PROBLEM STATEMENT =
Tally the lines in the data below that contain the string "bark". Reply with that count alone.
# START OF SOURCE DATA
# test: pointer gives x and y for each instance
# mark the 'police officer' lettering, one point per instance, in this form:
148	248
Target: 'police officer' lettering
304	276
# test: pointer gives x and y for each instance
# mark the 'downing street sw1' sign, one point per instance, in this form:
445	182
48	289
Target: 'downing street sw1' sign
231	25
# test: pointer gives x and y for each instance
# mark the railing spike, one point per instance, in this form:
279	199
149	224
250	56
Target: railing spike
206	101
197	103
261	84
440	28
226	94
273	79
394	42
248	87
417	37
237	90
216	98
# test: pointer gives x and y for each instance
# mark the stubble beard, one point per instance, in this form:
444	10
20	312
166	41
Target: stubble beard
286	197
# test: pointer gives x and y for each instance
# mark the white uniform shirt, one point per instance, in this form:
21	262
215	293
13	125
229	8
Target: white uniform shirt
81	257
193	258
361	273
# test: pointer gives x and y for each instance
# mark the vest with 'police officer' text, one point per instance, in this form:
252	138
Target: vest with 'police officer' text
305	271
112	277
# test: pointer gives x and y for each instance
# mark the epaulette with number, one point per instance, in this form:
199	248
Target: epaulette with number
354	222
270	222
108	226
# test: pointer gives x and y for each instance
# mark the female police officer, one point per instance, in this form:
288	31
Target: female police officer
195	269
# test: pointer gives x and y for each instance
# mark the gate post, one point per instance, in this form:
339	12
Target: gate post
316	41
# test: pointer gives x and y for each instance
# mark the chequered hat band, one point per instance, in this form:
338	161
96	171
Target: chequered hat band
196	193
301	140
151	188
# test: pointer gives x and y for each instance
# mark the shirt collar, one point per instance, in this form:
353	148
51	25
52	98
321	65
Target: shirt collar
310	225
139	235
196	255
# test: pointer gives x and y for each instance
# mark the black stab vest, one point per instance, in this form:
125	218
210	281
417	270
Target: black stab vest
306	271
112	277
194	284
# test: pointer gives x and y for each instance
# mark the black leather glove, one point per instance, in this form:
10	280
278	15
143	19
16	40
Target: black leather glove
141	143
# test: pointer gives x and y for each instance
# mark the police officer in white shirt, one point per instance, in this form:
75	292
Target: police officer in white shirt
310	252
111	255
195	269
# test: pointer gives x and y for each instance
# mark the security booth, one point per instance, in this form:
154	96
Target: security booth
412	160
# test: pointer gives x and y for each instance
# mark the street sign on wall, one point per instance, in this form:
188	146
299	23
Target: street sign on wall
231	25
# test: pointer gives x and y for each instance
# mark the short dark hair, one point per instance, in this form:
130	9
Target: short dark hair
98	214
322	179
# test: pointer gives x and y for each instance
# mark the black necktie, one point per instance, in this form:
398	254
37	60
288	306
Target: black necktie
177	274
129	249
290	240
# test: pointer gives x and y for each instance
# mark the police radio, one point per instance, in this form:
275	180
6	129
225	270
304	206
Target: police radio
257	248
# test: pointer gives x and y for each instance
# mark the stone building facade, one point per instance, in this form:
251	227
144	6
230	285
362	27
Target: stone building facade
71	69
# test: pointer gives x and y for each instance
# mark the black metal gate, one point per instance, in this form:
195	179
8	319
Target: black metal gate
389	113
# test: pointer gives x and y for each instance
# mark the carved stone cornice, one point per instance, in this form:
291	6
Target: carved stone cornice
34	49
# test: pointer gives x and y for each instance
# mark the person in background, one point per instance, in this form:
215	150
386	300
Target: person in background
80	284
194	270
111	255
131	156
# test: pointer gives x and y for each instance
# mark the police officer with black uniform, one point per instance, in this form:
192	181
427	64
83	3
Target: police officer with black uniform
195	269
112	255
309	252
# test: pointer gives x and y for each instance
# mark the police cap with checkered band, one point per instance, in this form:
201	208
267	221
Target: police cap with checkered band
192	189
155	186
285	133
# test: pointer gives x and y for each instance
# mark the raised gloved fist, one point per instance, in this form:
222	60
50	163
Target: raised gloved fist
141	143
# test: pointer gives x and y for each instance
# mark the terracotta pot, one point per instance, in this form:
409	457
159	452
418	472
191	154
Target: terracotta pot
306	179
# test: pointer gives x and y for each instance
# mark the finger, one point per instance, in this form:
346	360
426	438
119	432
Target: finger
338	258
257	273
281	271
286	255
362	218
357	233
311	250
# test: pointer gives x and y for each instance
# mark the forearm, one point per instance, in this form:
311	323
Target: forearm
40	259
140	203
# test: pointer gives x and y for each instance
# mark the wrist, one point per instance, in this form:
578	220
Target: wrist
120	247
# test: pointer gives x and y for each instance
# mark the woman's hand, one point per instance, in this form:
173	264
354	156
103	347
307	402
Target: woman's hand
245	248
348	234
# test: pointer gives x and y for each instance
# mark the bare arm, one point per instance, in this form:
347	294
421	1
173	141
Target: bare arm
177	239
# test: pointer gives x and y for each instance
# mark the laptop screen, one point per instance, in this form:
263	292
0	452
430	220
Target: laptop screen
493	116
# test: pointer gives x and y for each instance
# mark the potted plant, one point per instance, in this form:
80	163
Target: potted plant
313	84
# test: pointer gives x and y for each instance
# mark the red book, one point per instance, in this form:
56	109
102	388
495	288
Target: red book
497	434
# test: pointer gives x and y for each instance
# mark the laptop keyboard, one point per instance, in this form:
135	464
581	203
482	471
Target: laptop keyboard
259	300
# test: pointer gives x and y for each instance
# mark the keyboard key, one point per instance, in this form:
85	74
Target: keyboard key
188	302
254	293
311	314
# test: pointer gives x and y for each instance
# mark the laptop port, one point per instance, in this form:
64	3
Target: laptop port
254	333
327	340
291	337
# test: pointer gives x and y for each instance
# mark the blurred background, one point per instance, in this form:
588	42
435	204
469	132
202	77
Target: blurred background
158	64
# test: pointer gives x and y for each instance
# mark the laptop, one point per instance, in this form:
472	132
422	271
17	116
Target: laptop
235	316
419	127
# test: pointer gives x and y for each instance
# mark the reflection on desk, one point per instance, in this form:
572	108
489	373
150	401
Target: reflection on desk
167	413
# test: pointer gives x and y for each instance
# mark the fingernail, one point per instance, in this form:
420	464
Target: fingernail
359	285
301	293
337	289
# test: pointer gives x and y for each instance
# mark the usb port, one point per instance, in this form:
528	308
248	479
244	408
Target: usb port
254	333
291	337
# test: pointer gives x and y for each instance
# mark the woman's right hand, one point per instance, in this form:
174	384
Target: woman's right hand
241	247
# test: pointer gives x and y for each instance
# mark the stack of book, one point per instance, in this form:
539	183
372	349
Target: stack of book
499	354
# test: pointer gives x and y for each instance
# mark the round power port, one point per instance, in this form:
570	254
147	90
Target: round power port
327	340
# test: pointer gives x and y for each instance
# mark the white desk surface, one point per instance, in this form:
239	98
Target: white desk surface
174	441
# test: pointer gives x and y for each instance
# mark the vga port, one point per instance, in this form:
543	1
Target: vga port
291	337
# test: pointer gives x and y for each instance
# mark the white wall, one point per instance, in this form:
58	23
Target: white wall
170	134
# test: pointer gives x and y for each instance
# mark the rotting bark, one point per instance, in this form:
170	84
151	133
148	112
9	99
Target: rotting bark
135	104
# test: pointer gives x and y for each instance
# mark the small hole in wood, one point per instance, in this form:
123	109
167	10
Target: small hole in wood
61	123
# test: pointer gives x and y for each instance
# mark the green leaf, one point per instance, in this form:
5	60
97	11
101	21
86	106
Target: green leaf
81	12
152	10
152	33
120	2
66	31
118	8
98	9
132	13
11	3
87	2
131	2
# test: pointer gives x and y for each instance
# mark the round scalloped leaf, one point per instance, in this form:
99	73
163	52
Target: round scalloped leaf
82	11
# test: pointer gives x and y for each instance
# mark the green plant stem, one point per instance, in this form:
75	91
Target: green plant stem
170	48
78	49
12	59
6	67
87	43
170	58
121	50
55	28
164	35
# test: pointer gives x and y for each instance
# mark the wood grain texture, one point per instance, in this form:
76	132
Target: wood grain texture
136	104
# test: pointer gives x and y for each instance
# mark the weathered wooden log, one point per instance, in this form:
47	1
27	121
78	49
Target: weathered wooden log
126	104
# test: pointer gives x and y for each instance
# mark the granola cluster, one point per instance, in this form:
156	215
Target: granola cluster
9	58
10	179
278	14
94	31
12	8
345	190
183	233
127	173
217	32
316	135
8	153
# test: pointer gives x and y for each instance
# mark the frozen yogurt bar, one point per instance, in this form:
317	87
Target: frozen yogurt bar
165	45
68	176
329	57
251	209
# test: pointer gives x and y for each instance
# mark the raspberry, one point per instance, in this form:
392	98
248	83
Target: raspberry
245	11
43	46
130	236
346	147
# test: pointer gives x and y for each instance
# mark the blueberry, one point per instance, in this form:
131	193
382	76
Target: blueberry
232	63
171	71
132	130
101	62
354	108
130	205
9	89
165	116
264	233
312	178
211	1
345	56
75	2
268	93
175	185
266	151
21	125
# END OF SOURCE DATA
TASK RESPONSE =
2